OBJECTIVE
Skip the pictures. Transcribe the rest of the data below without changing a word.

RECORDS SUPPLIED
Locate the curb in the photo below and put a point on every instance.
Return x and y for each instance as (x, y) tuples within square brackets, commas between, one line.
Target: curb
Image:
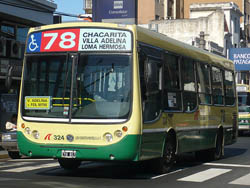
[(4, 156)]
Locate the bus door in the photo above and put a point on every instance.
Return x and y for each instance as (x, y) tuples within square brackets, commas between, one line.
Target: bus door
[(151, 97)]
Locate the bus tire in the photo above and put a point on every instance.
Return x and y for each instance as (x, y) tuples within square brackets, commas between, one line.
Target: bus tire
[(69, 164), (219, 149), (14, 154), (164, 164), (214, 153)]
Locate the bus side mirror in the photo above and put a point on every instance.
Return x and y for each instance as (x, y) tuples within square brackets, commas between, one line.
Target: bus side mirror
[(8, 80)]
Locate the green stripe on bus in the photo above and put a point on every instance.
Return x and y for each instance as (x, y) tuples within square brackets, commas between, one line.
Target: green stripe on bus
[(127, 149)]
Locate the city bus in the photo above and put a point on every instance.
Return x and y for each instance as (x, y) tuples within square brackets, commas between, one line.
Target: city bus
[(243, 91), (115, 92)]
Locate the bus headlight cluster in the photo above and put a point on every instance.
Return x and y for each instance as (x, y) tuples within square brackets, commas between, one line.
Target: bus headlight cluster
[(118, 133), (108, 137), (6, 137), (244, 121), (35, 134), (27, 130)]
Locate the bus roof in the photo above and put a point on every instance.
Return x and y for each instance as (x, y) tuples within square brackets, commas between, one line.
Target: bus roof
[(153, 38), (182, 48)]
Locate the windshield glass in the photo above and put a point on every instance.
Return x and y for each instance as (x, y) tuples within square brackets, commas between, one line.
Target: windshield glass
[(101, 87), (243, 98)]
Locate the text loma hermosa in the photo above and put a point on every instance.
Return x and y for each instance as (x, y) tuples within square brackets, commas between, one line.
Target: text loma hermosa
[(105, 34)]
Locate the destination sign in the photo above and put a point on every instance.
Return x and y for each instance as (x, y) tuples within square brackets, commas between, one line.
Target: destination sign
[(37, 103), (87, 39)]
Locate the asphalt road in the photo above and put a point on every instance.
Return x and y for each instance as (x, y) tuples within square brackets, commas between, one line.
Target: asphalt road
[(233, 171)]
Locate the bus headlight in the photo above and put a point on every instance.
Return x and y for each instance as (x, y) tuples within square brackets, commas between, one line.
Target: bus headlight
[(35, 134), (108, 137), (6, 137), (118, 133), (27, 130)]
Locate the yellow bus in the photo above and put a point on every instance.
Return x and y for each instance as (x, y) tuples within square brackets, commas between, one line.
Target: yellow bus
[(113, 92), (243, 91)]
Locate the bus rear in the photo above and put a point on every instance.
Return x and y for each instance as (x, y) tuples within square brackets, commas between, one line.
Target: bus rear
[(78, 94)]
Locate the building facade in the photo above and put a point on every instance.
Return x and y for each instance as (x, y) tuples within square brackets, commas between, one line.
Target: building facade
[(149, 10), (16, 17), (217, 25), (244, 6)]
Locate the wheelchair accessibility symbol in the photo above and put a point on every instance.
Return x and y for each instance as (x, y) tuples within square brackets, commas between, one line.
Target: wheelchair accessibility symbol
[(33, 45), (34, 42)]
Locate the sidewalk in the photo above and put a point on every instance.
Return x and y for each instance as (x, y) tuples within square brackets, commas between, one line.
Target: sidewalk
[(3, 154)]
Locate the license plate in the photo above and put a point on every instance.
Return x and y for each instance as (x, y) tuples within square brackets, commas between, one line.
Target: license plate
[(68, 154)]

EXERCISE RESPONSE
Locate the curb in the photo below and put a point on every instance.
Return x and y for each instance as (x, y) tuples within square brackets, commas between, one line.
Target: curb
Image:
[(4, 156)]
Locate the bus door in the photo above and put a point on every instance.
Return x and y for each instance as (x, y) tuples within square brackets, commas between, one line.
Target: bus door
[(151, 97)]
Locate the bus tire in the photo above and put a point on every instance.
Return x and y for each instance as (x, y) tuples within square brackets, commas between, one line.
Target: bus tire
[(69, 164), (219, 149), (14, 154), (164, 164), (214, 153)]
Locate the bus side mirror in the photo above and put a point on every instance.
Return x and y for each instance as (x, y) tuples within square brackets, commas between, one line.
Target: bus side mirror
[(8, 80)]
Locate the green stripe on bus in the photo above and put a point on every instance.
Return x and y for each instance as (x, y) tuples within square brackets, commas between, one line.
Target: green stripe on bus
[(127, 149)]
Locate the city bus in the photo above and put a point on every instance.
Return x and y for each instance as (x, y) tuples within square brackets, commas between, one line.
Target: city bus
[(243, 91), (115, 92)]
Locate the bus headlight cluster in the photo above and put a point on every instance.
Return x and y for each instance as (x, y) tuples within square brackets, commas between, one line.
Target: bus headlight cluster
[(118, 133), (108, 137), (6, 137), (244, 121), (35, 134), (27, 130)]
Locate the bus roof in the photo above and put a point on every instance.
Return x and y for each instance as (x, y) tuples within square brackets, commas between, one line.
Target: bus roof
[(153, 38), (182, 48)]
Locate the windshield glass in the photo above and put a point on every instance.
Return x and y for each instance as (x, y) tuples within square brackets, commas between, one line.
Target: windshield glass
[(101, 87), (243, 98)]
Locate the text loma hermosa in the photo above and put a point on every instance.
Return x and y for each instance as (x, y) tuples within square brackets, commas between, one line.
Target: text loma hermosa
[(105, 34)]
Locate the destination sign in the photo above and put a point on every instance.
Return x and y for each instance as (x, y) tuples within square brackets, commas between, one line.
Target: destination sign
[(37, 103), (87, 39)]
Locate the asphalt road in the photo above and put a point on every instance.
Return x and y for each instance as (x, y) tuples within square brackets, commas between, one line.
Target: asphalt road
[(233, 171)]
Locate the bus headlight in the photo above and put a point on every instance.
Return x and y for each instance as (x, y) tuples within square brackets, commas between, one line.
Target: bus headlight
[(35, 134), (108, 137), (6, 137), (118, 133), (27, 130)]
Locate the yellow bus in the photo above and put a point on every instance.
Return x and y for each instance as (x, y) tuples within square brackets, commas between, one line.
Target: yellow bus
[(113, 92), (243, 91)]
Locate the bus rear in the photo above and put a point on every instance.
Return x and y for each instance as (x, y) tuples within square brackets, commas between, one line.
Target: bus rear
[(78, 94)]
Locate the building facade in the photo above and put a point on every instance.
Return x and y for each instance as (x, y) tuples within square brackets, commas between, one line.
Target: building facade
[(149, 10), (16, 17), (217, 25), (244, 6)]
Locate the wheelchair accessibility symbol in the photo above and put a point on every instance.
Return x and y for each instance as (x, y) tuples within square brackets, commas between, one line.
Target: wheelchair accessibility symbol
[(33, 45), (34, 42)]
Locate the sidewalk in the photo above and put a point on every instance.
Return x and y for each instance as (x, y) tuples within square brackets, commas between, one line.
Target: sidewalk
[(3, 154)]
Locate the license plate in the photo above and put a point on every instance.
Return x and y for each instance as (x, y) tuples within square brackets, commas between, one line.
Target: license plate
[(68, 154)]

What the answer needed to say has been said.